**REQUEST:** Reproduce the entire listing below word for word, omitting the pictures.

Outlines of labeled areas:
------------------------------------------------
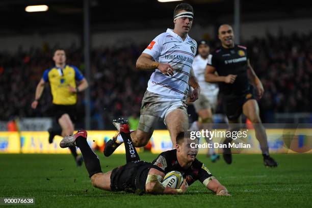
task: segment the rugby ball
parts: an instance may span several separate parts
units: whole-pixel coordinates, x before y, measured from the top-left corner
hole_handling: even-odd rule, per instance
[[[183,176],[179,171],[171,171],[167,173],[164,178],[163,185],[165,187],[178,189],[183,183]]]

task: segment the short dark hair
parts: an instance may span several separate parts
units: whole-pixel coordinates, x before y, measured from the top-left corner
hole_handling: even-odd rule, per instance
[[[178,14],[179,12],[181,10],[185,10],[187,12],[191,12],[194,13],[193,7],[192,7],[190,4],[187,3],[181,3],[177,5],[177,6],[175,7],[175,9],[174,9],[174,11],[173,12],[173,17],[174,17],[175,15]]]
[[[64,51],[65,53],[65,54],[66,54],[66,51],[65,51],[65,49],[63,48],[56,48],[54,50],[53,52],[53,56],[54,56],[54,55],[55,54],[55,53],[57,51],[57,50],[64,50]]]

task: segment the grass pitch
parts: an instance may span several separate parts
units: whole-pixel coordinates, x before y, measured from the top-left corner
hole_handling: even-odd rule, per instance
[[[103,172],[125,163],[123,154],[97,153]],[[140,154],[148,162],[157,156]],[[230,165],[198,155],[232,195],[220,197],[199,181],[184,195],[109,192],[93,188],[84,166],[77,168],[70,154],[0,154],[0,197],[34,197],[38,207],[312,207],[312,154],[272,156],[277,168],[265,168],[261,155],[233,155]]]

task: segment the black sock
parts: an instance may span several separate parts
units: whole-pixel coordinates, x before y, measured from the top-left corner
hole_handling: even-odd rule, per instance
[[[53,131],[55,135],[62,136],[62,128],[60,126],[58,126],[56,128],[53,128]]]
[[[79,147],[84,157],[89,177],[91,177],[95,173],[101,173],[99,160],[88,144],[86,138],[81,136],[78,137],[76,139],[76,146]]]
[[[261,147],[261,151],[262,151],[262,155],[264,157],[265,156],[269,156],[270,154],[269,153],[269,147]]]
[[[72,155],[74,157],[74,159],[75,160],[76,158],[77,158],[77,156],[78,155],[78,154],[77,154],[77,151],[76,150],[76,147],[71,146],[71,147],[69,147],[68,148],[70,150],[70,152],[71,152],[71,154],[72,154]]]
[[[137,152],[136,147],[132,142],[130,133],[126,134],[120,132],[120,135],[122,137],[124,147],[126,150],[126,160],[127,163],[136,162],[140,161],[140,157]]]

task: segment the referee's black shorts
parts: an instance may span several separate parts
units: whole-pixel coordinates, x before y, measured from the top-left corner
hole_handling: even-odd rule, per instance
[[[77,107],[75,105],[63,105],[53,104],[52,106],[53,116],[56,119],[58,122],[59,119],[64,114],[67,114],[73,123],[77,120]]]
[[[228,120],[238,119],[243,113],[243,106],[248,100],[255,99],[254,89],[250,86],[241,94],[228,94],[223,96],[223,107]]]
------------------------------------------------
**ANSWER IN FULL:**
task: segment the rugby ball
parts: an instance may span several separate parts
units: whole-pixel coordinates, x before y, measured from the top-left corner
hole_handling: even-odd rule, per instance
[[[183,176],[179,171],[171,171],[167,173],[164,178],[163,185],[165,187],[178,189],[183,183]]]

task: segment the short dark hair
parts: an instance may span several separate parts
units: whole-pixel coordinates, x before y, measured from the top-left corner
hole_handling: even-odd rule, per instance
[[[178,14],[179,12],[181,10],[185,10],[187,12],[191,12],[194,13],[193,7],[192,7],[190,4],[187,3],[181,3],[177,5],[177,6],[175,7],[175,9],[174,9],[174,11],[173,12],[173,17],[174,17],[175,15]]]
[[[64,51],[65,53],[65,54],[66,54],[66,51],[65,51],[65,49],[63,48],[56,48],[54,50],[53,52],[53,56],[54,56],[54,55],[55,54],[55,53],[57,51],[57,50],[64,50]]]

task: segment the grass pitch
parts: an instance may span several separate parts
units: whole-pixel coordinates, x before y, measured from the top-left corner
hole_handling: even-odd rule, per instance
[[[103,172],[125,163],[123,154],[97,153]],[[140,154],[148,162],[157,156]],[[230,165],[198,155],[232,195],[220,197],[199,181],[184,195],[109,192],[93,188],[84,166],[77,168],[70,154],[0,154],[0,197],[34,197],[38,207],[312,207],[312,154],[272,156],[277,168],[265,168],[261,155],[233,155]]]

task: segment the black sock
parts: an instance may span several separate parts
units: whole-pixel coordinates, x before y, measured from the top-left corner
hole_handling: even-odd rule, per instance
[[[53,131],[55,135],[62,136],[62,128],[60,126],[58,126],[56,128],[53,128]]]
[[[79,147],[84,157],[89,177],[91,177],[95,173],[101,173],[99,160],[88,144],[86,138],[81,136],[78,137],[76,139],[76,146]]]
[[[261,147],[261,151],[262,151],[262,155],[264,157],[265,156],[269,156],[270,154],[269,153],[269,147]]]
[[[72,155],[74,157],[74,159],[75,160],[76,158],[77,158],[77,156],[78,155],[78,154],[77,154],[77,151],[76,150],[76,147],[71,146],[71,147],[69,147],[68,148],[70,150],[70,152],[71,152],[71,154],[72,154]]]
[[[137,152],[136,147],[132,142],[130,133],[126,134],[120,132],[120,135],[122,137],[124,147],[126,150],[126,160],[127,163],[136,162],[140,161],[140,157]]]

task: segment the referee's black shorts
parts: an instance may span several separate parts
units: whole-pixel coordinates, x before y, measured from the top-left corner
hole_handling: even-odd rule, per instance
[[[77,107],[75,105],[63,105],[53,104],[52,106],[53,116],[56,119],[58,122],[59,119],[64,114],[67,114],[73,123],[77,120]]]
[[[228,120],[238,119],[243,113],[243,106],[248,100],[255,99],[254,89],[250,86],[241,94],[228,94],[223,96],[223,107]]]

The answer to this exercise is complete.